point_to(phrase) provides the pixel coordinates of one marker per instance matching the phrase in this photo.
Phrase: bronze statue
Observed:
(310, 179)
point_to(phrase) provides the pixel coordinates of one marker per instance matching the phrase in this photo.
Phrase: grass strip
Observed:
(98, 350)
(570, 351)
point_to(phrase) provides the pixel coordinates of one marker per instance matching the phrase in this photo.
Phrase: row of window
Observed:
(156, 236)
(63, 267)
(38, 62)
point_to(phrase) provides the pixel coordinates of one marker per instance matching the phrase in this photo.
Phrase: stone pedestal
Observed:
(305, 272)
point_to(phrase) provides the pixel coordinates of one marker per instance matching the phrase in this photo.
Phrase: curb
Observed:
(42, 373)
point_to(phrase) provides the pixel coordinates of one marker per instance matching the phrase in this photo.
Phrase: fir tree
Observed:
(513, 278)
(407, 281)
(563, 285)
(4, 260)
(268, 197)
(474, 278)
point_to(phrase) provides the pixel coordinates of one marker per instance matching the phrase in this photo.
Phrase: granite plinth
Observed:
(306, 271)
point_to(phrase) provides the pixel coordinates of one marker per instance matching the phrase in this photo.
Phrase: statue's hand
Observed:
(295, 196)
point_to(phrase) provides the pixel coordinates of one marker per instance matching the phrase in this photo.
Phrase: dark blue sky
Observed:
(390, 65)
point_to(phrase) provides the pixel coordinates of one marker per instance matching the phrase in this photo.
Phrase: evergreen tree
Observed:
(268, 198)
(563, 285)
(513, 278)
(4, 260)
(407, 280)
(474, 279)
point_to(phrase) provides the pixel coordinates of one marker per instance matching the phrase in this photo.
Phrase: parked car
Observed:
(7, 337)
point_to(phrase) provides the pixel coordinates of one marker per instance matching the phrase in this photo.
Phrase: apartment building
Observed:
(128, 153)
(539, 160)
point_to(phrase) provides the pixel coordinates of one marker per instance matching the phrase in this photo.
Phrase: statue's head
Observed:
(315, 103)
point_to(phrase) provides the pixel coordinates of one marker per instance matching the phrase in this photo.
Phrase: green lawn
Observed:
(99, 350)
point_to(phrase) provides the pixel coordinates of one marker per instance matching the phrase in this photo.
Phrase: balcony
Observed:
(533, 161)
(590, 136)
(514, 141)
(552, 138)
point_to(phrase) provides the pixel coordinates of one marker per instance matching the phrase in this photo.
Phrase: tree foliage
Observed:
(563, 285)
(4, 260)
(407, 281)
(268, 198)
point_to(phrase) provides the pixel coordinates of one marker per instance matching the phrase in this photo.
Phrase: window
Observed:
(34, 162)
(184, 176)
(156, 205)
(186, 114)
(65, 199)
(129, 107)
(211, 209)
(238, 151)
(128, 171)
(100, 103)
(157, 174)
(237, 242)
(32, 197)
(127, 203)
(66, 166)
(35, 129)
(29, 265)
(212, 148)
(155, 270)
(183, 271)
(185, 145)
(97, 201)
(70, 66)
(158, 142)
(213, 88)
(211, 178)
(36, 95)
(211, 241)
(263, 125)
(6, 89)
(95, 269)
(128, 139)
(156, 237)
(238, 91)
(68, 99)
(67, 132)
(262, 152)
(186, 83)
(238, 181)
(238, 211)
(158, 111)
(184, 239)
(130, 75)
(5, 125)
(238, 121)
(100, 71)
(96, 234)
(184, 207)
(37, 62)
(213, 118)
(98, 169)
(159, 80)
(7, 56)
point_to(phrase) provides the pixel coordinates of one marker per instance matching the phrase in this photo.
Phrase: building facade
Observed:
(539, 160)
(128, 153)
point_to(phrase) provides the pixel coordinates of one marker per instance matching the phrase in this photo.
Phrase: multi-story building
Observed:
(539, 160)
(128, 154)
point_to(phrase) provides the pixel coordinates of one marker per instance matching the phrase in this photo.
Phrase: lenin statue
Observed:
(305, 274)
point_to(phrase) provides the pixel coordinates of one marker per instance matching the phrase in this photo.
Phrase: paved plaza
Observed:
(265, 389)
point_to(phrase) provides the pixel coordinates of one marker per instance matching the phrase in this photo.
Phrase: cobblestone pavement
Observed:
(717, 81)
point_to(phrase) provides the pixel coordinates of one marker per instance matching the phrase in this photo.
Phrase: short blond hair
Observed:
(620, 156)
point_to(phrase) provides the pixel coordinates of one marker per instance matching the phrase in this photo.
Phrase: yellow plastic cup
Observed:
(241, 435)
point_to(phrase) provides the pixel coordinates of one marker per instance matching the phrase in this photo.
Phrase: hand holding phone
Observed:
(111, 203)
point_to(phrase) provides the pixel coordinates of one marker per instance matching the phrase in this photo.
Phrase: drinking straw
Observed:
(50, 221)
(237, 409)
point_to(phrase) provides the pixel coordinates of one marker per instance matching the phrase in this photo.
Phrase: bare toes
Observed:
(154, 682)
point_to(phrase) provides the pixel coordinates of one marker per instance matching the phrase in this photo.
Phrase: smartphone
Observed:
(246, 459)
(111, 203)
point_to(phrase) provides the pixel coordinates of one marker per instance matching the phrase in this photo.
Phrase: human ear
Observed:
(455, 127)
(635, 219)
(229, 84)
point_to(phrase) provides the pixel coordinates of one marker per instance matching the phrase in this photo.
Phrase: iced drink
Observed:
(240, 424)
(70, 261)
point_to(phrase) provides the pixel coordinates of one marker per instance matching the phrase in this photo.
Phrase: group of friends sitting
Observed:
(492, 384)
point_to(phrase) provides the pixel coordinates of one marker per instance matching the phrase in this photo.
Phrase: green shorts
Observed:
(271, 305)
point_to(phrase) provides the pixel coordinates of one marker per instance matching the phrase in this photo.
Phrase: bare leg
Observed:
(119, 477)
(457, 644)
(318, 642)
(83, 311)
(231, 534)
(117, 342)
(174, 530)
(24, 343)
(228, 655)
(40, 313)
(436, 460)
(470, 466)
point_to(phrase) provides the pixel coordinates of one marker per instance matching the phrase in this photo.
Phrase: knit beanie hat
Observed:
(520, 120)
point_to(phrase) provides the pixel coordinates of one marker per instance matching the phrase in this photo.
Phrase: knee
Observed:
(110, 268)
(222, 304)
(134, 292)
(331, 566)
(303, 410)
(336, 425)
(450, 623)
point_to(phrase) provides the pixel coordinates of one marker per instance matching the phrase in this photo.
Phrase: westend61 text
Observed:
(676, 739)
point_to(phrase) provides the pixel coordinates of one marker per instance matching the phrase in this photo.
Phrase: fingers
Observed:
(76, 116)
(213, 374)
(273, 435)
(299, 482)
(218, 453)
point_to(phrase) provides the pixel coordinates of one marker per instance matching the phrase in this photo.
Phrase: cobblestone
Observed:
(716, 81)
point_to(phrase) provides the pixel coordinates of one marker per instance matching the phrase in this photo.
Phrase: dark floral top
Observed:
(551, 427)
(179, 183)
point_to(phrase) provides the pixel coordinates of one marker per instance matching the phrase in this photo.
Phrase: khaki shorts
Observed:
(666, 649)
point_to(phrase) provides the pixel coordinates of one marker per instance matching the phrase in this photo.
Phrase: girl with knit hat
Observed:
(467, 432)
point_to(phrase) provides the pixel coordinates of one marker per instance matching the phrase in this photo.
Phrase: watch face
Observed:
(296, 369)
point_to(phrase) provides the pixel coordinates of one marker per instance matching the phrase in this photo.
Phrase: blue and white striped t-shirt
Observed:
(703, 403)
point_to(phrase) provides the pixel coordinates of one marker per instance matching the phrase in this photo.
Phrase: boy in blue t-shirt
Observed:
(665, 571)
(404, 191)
- - - - -
### Work instructions:
Show each line of the data that contains the string "knit".

### Result:
Phrase: knit beanie hat
Phrase: girl with knit hat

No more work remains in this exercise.